*Record set*

┄┄┄┄┄┄┄┄┄┄┄┄┄┄┄┄┄┄┄┄

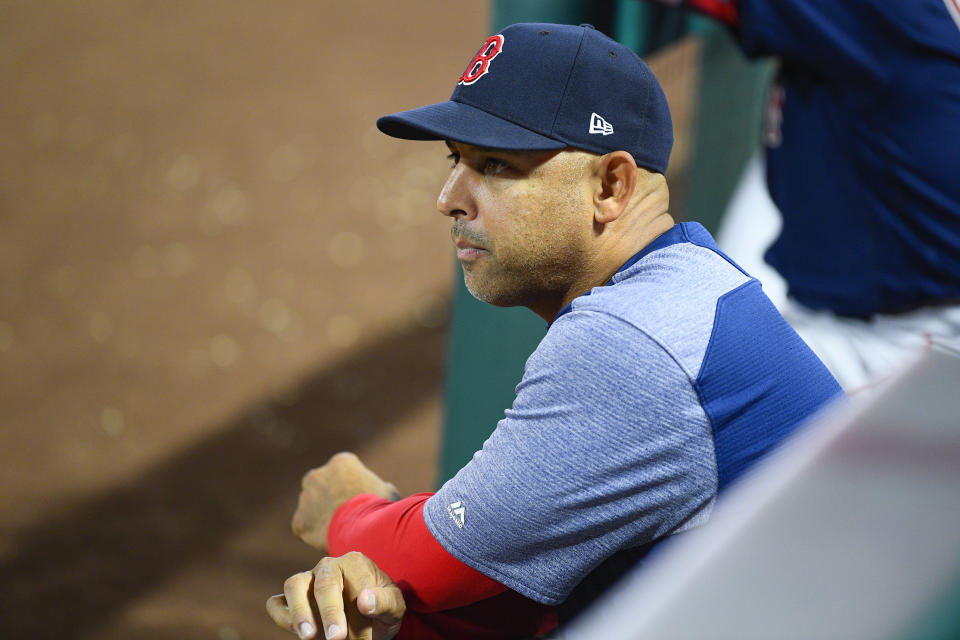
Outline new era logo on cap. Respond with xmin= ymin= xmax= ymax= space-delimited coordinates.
xmin=447 ymin=500 xmax=467 ymax=529
xmin=590 ymin=113 xmax=613 ymax=136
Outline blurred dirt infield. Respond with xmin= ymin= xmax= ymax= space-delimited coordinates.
xmin=0 ymin=0 xmax=487 ymax=640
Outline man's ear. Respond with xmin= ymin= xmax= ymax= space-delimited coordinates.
xmin=593 ymin=151 xmax=639 ymax=224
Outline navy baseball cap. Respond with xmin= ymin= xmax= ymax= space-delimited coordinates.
xmin=377 ymin=23 xmax=673 ymax=173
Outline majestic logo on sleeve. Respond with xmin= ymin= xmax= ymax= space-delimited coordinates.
xmin=590 ymin=113 xmax=613 ymax=136
xmin=457 ymin=34 xmax=503 ymax=84
xmin=447 ymin=500 xmax=467 ymax=529
xmin=943 ymin=0 xmax=960 ymax=29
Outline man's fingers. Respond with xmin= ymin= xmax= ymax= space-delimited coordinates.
xmin=313 ymin=558 xmax=347 ymax=640
xmin=267 ymin=593 xmax=293 ymax=631
xmin=284 ymin=571 xmax=317 ymax=639
xmin=357 ymin=585 xmax=407 ymax=625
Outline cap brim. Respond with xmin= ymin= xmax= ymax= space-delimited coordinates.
xmin=377 ymin=100 xmax=567 ymax=151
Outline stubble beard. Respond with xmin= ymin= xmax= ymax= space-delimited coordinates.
xmin=462 ymin=229 xmax=577 ymax=308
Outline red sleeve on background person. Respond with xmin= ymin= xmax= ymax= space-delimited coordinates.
xmin=327 ymin=493 xmax=556 ymax=640
xmin=659 ymin=0 xmax=740 ymax=27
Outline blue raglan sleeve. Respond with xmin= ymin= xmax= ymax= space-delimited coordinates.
xmin=424 ymin=311 xmax=717 ymax=604
xmin=736 ymin=0 xmax=896 ymax=82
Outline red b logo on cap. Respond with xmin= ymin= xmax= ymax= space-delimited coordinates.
xmin=457 ymin=34 xmax=503 ymax=84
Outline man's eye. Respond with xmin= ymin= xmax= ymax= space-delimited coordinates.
xmin=483 ymin=158 xmax=507 ymax=174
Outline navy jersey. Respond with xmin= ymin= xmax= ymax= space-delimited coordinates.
xmin=735 ymin=0 xmax=960 ymax=317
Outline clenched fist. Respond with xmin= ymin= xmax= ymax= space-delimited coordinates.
xmin=291 ymin=453 xmax=400 ymax=553
xmin=267 ymin=552 xmax=406 ymax=640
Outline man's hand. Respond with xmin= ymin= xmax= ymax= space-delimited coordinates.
xmin=267 ymin=551 xmax=406 ymax=640
xmin=290 ymin=453 xmax=400 ymax=553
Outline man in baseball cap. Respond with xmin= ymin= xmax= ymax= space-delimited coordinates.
xmin=276 ymin=24 xmax=841 ymax=638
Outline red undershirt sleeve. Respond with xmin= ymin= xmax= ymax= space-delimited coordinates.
xmin=327 ymin=493 xmax=556 ymax=640
xmin=687 ymin=0 xmax=740 ymax=27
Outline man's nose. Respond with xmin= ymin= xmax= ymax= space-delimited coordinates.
xmin=437 ymin=162 xmax=477 ymax=220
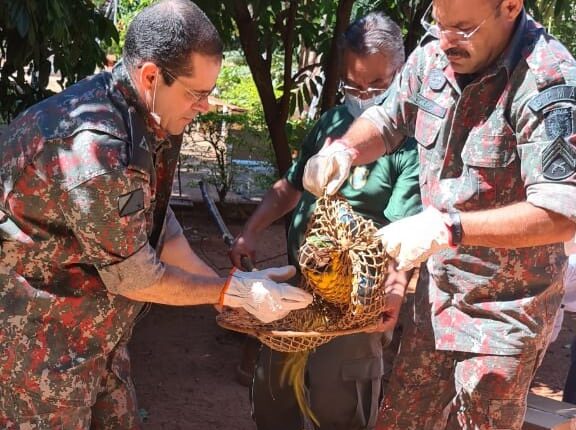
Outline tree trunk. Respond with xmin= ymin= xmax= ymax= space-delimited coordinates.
xmin=320 ymin=0 xmax=354 ymax=112
xmin=234 ymin=0 xmax=296 ymax=176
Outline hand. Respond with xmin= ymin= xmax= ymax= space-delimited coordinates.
xmin=365 ymin=260 xmax=413 ymax=332
xmin=228 ymin=232 xmax=256 ymax=270
xmin=220 ymin=266 xmax=312 ymax=323
xmin=375 ymin=207 xmax=452 ymax=270
xmin=302 ymin=139 xmax=357 ymax=197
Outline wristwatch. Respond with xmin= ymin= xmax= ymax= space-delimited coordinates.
xmin=444 ymin=210 xmax=464 ymax=246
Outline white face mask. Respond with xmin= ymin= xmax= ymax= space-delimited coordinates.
xmin=344 ymin=89 xmax=389 ymax=119
xmin=150 ymin=72 xmax=162 ymax=125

┄┄┄┄┄┄┄┄┄┄┄┄┄┄┄┄┄┄┄┄

*Set task*
Reproduce the part of the data that opens with the line containing "Outline navy baseball" and closes with the line containing "xmin=659 ymin=0 xmax=740 ymax=27", both included and requests kept, with every answer coordinate scaled by 1.1 and rounded to a whole number, halves rounding up. Give only those lines.

*Solution to the exercise*
Outline navy baseball cap. Respond with xmin= ymin= xmax= ymax= space-delimited coordinates.
xmin=415 ymin=25 xmax=740 ymax=190
Outline majestic logo on sleeve. Respond with xmin= ymin= xmax= ymax= space-delimited coordinates.
xmin=649 ymin=124 xmax=674 ymax=150
xmin=503 ymin=37 xmax=553 ymax=92
xmin=492 ymin=550 xmax=514 ymax=582
xmin=1037 ymin=0 xmax=1056 ymax=32
Outline man's fingers. Respond with xmin= ymin= xmax= ymax= space-delimited coordinates.
xmin=344 ymin=614 xmax=382 ymax=704
xmin=294 ymin=652 xmax=322 ymax=694
xmin=312 ymin=628 xmax=349 ymax=703
xmin=393 ymin=644 xmax=448 ymax=688
Outline cap brim. Respond with xmin= ymin= xmax= ymax= space-delimited coordinates.
xmin=415 ymin=110 xmax=624 ymax=166
Outline stubble beard. Respond with xmin= ymin= xmax= ymax= space-delimited coordinates.
xmin=508 ymin=252 xmax=635 ymax=339
Outline red sleeve on background person. Respond with xmin= ymin= xmax= ymax= space-delimited coordinates.
xmin=360 ymin=542 xmax=612 ymax=704
xmin=725 ymin=0 xmax=814 ymax=30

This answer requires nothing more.